** Opening Page excerpt block **

The Post-Birthday World - Lionel Shriver


"But what you've done - are doing - isn't outrageous. It's commonplace."

And this quote, in a nutshell, sums up my feelings about this book.

It's one we picked up at a book sale last year in Portland (along with about 65 others) and has been sitting on our shelf. Our last issue of Entertainment Weekly (Jonathan's and my main contact with pop-culture and media) named it their #1 fiction of 2007, so earlier this week when I came down with a surprisingly potent virus I hauled it up to bed and read it over the last 3 days while I convalesced.

Chapter 1 is the set-up, and Chapters 2-11 are each duplicated in a clever parallel structure giving two alternate realities: one in which Irina, a Russian-American children's book illustrator living in London, cheats on her long-term live-in partner; and one in which she doesn't. The story craft is pretty masterful, interweaving the two plots, throwing in coy bits of intersection like a lost hose-ring, and giving each story line a convincing "present." Events like the death of Lady Diana and 9/11 are inserted both to advance the respective plots as well as to give the reader some idea of time.

** Closing Page excerpt block **
** Opening Listed records block **

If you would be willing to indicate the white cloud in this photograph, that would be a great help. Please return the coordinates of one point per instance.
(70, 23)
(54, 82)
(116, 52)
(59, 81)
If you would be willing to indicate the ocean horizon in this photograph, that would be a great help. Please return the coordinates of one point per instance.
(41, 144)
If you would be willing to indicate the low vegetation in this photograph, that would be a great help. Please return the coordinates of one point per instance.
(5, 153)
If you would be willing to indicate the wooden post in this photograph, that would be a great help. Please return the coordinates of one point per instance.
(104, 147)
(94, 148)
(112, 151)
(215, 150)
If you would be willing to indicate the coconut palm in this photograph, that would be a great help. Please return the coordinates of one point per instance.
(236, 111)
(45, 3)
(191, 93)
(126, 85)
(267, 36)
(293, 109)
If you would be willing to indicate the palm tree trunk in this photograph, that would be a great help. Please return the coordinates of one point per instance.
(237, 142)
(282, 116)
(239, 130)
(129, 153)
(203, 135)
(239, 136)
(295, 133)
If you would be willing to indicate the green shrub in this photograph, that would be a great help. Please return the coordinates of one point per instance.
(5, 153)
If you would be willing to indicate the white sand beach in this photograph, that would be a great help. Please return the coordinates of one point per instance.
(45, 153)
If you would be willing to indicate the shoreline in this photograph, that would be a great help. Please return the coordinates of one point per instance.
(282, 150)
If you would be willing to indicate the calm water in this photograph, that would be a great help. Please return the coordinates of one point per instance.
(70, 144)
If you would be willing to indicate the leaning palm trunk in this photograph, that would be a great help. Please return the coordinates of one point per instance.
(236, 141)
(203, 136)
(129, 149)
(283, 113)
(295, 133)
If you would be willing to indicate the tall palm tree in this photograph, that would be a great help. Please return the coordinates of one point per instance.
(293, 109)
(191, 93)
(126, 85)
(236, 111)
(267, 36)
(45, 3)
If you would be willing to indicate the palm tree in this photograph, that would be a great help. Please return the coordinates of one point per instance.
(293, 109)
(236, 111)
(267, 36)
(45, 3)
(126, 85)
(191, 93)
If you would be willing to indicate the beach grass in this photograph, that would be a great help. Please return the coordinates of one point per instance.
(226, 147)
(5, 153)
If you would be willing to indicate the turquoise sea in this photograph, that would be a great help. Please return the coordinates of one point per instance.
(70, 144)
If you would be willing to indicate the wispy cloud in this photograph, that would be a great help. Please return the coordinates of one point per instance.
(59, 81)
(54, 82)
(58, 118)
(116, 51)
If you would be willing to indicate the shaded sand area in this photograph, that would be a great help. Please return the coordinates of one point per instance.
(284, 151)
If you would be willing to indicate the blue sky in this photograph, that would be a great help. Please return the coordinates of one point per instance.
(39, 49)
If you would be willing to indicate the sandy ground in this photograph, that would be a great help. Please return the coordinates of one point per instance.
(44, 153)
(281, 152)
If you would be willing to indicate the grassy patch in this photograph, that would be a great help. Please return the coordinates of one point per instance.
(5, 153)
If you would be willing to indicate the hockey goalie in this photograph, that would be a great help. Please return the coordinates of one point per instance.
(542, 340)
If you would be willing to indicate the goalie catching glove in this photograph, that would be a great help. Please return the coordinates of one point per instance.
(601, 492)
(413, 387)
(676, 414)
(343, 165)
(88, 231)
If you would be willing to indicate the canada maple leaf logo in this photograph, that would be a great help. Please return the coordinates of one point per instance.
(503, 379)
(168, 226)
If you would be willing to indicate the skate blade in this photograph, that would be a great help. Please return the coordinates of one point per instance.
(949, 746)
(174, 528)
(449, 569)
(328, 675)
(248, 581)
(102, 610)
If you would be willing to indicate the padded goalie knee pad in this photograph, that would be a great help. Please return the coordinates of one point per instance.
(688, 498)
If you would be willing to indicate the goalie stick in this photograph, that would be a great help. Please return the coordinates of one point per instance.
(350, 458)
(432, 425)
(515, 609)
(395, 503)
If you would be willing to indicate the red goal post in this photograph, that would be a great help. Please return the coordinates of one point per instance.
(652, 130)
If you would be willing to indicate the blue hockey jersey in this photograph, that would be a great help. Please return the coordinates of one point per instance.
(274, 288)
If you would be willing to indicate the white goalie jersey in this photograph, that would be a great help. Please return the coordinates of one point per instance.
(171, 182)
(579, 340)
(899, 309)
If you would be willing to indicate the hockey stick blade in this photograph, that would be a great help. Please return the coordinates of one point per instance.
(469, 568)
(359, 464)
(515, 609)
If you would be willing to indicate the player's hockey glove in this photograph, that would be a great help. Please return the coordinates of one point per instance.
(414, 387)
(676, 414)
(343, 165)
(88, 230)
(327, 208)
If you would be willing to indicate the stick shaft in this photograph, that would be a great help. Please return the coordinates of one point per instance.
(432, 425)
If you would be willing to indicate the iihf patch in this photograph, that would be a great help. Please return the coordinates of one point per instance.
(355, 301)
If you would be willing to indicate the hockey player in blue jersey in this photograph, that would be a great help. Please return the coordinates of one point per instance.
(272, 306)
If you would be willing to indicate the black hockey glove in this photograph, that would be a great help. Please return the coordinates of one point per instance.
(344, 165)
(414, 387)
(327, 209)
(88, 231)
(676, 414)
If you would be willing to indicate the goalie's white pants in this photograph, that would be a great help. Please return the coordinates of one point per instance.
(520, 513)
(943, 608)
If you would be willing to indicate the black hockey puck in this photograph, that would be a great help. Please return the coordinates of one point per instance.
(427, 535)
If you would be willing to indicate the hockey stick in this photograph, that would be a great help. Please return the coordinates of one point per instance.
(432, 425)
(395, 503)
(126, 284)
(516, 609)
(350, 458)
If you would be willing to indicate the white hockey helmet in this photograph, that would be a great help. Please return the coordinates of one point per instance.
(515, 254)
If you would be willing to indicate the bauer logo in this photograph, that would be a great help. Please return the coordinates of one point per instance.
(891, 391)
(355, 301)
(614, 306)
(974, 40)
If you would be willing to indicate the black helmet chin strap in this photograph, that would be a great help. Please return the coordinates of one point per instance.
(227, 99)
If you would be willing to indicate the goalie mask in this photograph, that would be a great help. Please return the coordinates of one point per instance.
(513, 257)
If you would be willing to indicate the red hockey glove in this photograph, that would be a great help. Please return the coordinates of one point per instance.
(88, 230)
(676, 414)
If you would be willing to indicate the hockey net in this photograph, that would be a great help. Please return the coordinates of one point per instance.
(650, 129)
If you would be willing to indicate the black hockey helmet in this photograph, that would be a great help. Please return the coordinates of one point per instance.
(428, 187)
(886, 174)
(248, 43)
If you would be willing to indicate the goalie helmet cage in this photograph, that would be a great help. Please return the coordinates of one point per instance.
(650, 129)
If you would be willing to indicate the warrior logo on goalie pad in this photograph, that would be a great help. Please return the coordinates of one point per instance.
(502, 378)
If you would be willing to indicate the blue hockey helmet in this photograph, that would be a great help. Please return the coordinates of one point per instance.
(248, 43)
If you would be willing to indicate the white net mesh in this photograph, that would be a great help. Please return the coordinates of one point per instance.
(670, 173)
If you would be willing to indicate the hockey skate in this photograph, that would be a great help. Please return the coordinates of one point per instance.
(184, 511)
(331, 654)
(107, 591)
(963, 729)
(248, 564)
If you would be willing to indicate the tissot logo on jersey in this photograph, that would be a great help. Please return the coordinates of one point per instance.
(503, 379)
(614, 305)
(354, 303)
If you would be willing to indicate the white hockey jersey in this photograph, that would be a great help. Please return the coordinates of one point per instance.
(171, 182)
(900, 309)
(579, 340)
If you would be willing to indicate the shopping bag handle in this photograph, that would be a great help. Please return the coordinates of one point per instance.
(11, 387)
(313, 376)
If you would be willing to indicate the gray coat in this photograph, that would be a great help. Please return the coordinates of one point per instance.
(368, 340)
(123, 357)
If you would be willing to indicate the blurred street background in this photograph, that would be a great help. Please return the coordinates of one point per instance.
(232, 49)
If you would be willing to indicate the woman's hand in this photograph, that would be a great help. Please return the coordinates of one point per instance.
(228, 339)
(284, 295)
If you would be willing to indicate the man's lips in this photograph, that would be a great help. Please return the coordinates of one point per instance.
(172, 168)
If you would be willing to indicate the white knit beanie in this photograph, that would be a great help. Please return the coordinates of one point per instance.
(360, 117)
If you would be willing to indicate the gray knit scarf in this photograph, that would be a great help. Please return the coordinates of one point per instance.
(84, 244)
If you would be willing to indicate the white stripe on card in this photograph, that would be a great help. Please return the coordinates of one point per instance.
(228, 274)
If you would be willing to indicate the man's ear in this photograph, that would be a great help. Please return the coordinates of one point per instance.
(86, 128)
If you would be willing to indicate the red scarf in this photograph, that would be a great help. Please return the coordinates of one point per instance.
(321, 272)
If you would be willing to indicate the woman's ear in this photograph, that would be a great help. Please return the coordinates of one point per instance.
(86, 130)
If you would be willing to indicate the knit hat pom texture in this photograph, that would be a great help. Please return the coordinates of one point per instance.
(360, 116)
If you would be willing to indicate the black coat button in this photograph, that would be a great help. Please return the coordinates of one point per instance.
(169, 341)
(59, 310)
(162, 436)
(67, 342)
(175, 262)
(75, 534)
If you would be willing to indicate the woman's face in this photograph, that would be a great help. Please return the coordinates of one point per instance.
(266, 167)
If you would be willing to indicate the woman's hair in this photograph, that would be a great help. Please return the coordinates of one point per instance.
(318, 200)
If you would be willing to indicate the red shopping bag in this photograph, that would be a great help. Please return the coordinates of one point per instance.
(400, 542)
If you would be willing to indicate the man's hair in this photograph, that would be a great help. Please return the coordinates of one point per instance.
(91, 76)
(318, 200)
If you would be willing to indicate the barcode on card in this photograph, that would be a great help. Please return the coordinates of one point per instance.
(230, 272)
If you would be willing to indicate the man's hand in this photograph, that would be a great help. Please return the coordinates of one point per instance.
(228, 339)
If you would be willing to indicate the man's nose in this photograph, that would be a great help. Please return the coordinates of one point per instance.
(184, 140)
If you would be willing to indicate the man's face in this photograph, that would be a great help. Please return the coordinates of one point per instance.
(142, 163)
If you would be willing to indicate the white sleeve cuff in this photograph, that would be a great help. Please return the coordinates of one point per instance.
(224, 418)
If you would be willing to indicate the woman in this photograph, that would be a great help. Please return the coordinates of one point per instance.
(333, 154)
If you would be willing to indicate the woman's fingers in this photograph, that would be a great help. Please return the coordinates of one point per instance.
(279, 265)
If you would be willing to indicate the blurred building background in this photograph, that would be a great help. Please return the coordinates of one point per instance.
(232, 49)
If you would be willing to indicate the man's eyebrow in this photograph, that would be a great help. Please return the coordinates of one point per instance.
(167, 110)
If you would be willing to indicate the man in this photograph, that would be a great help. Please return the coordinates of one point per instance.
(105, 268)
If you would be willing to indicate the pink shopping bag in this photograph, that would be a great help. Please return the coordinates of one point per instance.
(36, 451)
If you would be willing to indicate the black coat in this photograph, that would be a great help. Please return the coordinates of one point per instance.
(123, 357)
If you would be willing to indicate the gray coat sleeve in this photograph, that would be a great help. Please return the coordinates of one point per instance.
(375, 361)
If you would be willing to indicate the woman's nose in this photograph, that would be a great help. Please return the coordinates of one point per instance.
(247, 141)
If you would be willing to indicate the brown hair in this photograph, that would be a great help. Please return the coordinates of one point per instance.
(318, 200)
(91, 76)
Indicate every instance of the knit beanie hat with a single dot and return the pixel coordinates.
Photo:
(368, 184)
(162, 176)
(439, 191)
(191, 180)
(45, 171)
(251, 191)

** Closing Listed records block **

| What you will do |
**1.** List every person named in the book review.
**2.** According to the book review, where did Entertainment Weekly rank the novel?
**3.** Decide whether each statement agrees with the book review, and support each decision with the deciding words of the review:
(a) The book was acquired at a book sale in Portland.
(b) Every chapter from 1 through 11 appears in two versions.
(c) Irina works as an illustrator of children's books.
The records were taken from a separate source and have no connection to the book review.

| Answers given |
**1.** Lionel Shriver, Jonathan, Irina, Lady Diana

**2.** It named the novel its #1 fiction of 2007.

**3.**
(a) Yes: "It's one we picked up at a book sale last year in Portland"
(b) No: "Chapter 1 is the set-up, and Chapters 2-11 are each duplicated"
(c) Yes: "Irina, a Russian-American children's book illustrator living in London"